◆ DESCRIPTION OF THE TASK:
Reproduce the listing below, substituting "precise" for each occurrence of "pixel-accurate" and keeping every other character the same.

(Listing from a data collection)
..........

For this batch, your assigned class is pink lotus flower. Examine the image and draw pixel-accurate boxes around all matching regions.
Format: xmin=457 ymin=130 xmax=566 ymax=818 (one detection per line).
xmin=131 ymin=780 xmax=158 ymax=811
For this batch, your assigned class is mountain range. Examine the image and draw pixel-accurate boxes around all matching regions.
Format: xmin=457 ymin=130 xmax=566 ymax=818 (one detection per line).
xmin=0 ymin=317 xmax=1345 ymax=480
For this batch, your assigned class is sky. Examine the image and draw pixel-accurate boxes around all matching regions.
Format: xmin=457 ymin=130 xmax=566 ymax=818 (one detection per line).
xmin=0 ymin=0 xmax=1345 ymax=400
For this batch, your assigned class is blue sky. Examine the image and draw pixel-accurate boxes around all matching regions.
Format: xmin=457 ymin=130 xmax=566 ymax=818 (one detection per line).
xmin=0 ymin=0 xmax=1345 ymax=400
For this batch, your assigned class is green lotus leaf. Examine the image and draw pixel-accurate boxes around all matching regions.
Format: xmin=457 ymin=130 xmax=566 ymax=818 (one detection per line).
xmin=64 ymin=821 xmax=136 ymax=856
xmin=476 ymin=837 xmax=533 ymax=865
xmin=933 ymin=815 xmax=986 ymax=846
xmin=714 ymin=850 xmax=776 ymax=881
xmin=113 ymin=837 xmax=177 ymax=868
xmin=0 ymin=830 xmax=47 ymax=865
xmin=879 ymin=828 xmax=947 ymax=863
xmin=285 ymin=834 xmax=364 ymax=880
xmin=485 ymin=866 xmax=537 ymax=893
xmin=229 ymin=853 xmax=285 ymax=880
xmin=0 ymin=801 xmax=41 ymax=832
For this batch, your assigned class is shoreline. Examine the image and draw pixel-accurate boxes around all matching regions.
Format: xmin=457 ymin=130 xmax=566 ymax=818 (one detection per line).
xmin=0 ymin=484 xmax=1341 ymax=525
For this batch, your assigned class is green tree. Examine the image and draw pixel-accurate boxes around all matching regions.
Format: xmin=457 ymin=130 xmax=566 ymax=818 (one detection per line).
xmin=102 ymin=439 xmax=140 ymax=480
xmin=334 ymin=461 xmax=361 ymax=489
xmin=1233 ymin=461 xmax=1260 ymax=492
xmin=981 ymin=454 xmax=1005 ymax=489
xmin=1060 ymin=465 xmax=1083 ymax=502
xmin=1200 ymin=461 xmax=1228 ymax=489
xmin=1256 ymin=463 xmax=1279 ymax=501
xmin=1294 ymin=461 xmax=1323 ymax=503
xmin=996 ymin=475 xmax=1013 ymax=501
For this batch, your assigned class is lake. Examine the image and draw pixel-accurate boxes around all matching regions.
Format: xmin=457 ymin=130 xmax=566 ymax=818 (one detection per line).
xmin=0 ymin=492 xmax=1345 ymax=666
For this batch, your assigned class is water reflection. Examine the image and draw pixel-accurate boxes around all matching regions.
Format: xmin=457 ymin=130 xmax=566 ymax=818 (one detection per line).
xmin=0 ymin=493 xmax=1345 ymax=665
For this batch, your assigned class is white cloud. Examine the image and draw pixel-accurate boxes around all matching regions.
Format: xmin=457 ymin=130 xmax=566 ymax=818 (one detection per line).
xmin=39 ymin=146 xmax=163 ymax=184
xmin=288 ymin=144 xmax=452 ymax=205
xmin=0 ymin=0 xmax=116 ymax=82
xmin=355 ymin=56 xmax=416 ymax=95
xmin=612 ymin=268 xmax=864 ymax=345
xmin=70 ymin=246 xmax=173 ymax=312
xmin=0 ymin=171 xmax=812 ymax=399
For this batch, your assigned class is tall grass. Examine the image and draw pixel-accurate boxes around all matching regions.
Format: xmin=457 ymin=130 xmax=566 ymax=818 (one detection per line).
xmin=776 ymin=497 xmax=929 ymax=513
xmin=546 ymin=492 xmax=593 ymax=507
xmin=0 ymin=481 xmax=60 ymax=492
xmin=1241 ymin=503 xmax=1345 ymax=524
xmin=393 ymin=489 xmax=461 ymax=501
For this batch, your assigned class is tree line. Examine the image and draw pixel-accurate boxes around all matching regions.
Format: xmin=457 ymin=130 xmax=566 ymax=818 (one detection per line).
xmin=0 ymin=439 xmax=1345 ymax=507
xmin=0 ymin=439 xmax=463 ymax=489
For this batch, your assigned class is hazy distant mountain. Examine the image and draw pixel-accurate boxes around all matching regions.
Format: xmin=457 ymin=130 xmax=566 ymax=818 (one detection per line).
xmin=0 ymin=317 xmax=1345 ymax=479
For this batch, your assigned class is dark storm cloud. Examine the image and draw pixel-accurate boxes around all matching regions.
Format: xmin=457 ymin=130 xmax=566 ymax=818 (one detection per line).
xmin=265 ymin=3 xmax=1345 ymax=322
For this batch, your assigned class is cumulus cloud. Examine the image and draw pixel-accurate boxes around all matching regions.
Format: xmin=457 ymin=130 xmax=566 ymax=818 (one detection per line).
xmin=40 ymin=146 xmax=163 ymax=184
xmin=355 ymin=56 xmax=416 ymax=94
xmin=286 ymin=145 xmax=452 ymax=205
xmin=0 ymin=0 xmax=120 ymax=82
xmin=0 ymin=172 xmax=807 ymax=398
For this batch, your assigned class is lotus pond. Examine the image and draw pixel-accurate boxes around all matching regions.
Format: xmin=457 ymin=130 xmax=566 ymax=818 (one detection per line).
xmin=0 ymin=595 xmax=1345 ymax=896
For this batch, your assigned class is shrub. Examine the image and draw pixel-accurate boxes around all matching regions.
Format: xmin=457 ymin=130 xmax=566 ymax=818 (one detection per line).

..........

◆ TASK ANSWER:
For this batch, your assigned class is pink lotus flower. Examine the image and draw precise boxes around all matching regions.
Format: xmin=457 ymin=130 xmax=566 ymax=818 (one detection per line).
xmin=131 ymin=780 xmax=158 ymax=811
For this batch, your assigned class is mountain range. Examine the image and draw precise boxes around all matching regions.
Format: xmin=457 ymin=130 xmax=566 ymax=818 (one detection per line).
xmin=0 ymin=317 xmax=1345 ymax=480
For this batch, your assigned class is sky. Examine the image and draw precise boxes around all matching regions.
Format: xmin=457 ymin=130 xmax=566 ymax=818 (one detection per line).
xmin=0 ymin=0 xmax=1345 ymax=400
For this batch, your assigned class is blue sky. Examine the image and draw precise boxes around all matching regions.
Format: xmin=457 ymin=130 xmax=566 ymax=818 (one detection per line).
xmin=0 ymin=0 xmax=1345 ymax=400
For this batch, your assigned class is green lotus leaf. Examine the image and draw precise boxes around all matching regions.
Format: xmin=457 ymin=130 xmax=566 ymax=818 (one detection per line).
xmin=64 ymin=821 xmax=136 ymax=856
xmin=476 ymin=837 xmax=533 ymax=865
xmin=933 ymin=815 xmax=986 ymax=846
xmin=714 ymin=850 xmax=776 ymax=881
xmin=113 ymin=837 xmax=177 ymax=868
xmin=0 ymin=830 xmax=47 ymax=865
xmin=879 ymin=828 xmax=947 ymax=863
xmin=285 ymin=834 xmax=364 ymax=880
xmin=485 ymin=866 xmax=537 ymax=893
xmin=229 ymin=853 xmax=285 ymax=880
xmin=0 ymin=801 xmax=41 ymax=832
For this batch, your assigned class is shoreline. Examine the image and draw precise boxes around all matching regions.
Format: xmin=457 ymin=130 xmax=566 ymax=818 (one detection per line).
xmin=0 ymin=484 xmax=1341 ymax=525
For this batch, your assigned class is green tree. Examine the image and draw precise boxes around all matching regions.
Format: xmin=457 ymin=130 xmax=566 ymax=818 (one detection per line).
xmin=102 ymin=439 xmax=140 ymax=480
xmin=334 ymin=461 xmax=361 ymax=489
xmin=1233 ymin=461 xmax=1260 ymax=492
xmin=981 ymin=454 xmax=1005 ymax=489
xmin=1060 ymin=465 xmax=1083 ymax=502
xmin=1200 ymin=461 xmax=1228 ymax=489
xmin=1256 ymin=463 xmax=1279 ymax=501
xmin=1294 ymin=461 xmax=1323 ymax=503
xmin=996 ymin=475 xmax=1013 ymax=501
For this batch, your assigned class is lake. Examine the image and draw precise boxes around all matching regions.
Format: xmin=457 ymin=130 xmax=566 ymax=818 (one detection per line).
xmin=0 ymin=492 xmax=1345 ymax=666
For this batch, your assigned class is water reflection. Examine the image and draw precise boxes around all matching regions.
Format: xmin=457 ymin=130 xmax=566 ymax=818 (one detection per line).
xmin=0 ymin=493 xmax=1345 ymax=665
For this batch, your assigned class is white cloud. Examine the image and draw precise boxes around all matching regions.
Format: xmin=457 ymin=130 xmax=566 ymax=818 (one detection per line).
xmin=39 ymin=146 xmax=163 ymax=184
xmin=288 ymin=144 xmax=452 ymax=205
xmin=0 ymin=0 xmax=116 ymax=82
xmin=355 ymin=56 xmax=416 ymax=95
xmin=612 ymin=268 xmax=864 ymax=345
xmin=70 ymin=246 xmax=173 ymax=312
xmin=0 ymin=171 xmax=812 ymax=399
For this batch, your assigned class is tall grass. Examine the image and draw precise boxes around all matching regions.
Format: xmin=457 ymin=130 xmax=566 ymax=818 (one detection per line).
xmin=776 ymin=497 xmax=929 ymax=513
xmin=546 ymin=492 xmax=593 ymax=507
xmin=0 ymin=481 xmax=60 ymax=492
xmin=1241 ymin=503 xmax=1345 ymax=524
xmin=393 ymin=489 xmax=461 ymax=501
For this batch, your assigned class is tree line. Examine the image and draw precise boxes around all matching regions.
Format: xmin=457 ymin=130 xmax=566 ymax=818 (one detection per line).
xmin=0 ymin=439 xmax=1345 ymax=507
xmin=0 ymin=439 xmax=463 ymax=489
For this batch, your assigned class is hazy distant mountain. Examine the image and draw precise boxes around all matching regions.
Format: xmin=457 ymin=130 xmax=566 ymax=818 (one detection per line).
xmin=0 ymin=317 xmax=1345 ymax=479
For this batch, your assigned class is dark storm cloud. Examine the image and draw precise boxes around all matching regions.
Format: xmin=457 ymin=130 xmax=566 ymax=818 (one detection per line).
xmin=265 ymin=3 xmax=1345 ymax=322
For this batch, your assigned class is cumulus cloud. Examine the image and draw precise boxes around all matching regions.
Format: xmin=457 ymin=130 xmax=566 ymax=818 (one detection per line).
xmin=40 ymin=146 xmax=163 ymax=184
xmin=355 ymin=56 xmax=416 ymax=94
xmin=286 ymin=145 xmax=452 ymax=205
xmin=0 ymin=0 xmax=120 ymax=82
xmin=0 ymin=172 xmax=807 ymax=398
For this batch, your assigned class is lotus pond. Examine the image and draw precise boxes around all matching regions.
Format: xmin=457 ymin=130 xmax=566 ymax=818 (one detection per line).
xmin=0 ymin=595 xmax=1345 ymax=896
For this batch, your assigned class is shrub. Examine the image and draw precise boxes around all matching regions.
Format: xmin=457 ymin=130 xmax=566 ymax=818 (one detection per line).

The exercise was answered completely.